**INSTRUCTIONS FOR THE TASK**. Place the lines of each entry below into a JSON list of strings, one string per line, leaving out any blank lines.

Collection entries
--- START ---

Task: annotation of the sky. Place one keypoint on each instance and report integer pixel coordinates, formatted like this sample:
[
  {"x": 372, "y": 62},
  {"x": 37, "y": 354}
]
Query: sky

--- END ---

**SOLUTION TO THIS EXERCISE**.
[
  "Task: annotation of the sky. Place one keypoint on each instance and report integer pixel coordinates, formatted like this sample:",
  "[",
  "  {\"x\": 372, \"y\": 62},",
  "  {\"x\": 37, \"y\": 354}",
  "]",
  "Query: sky"
]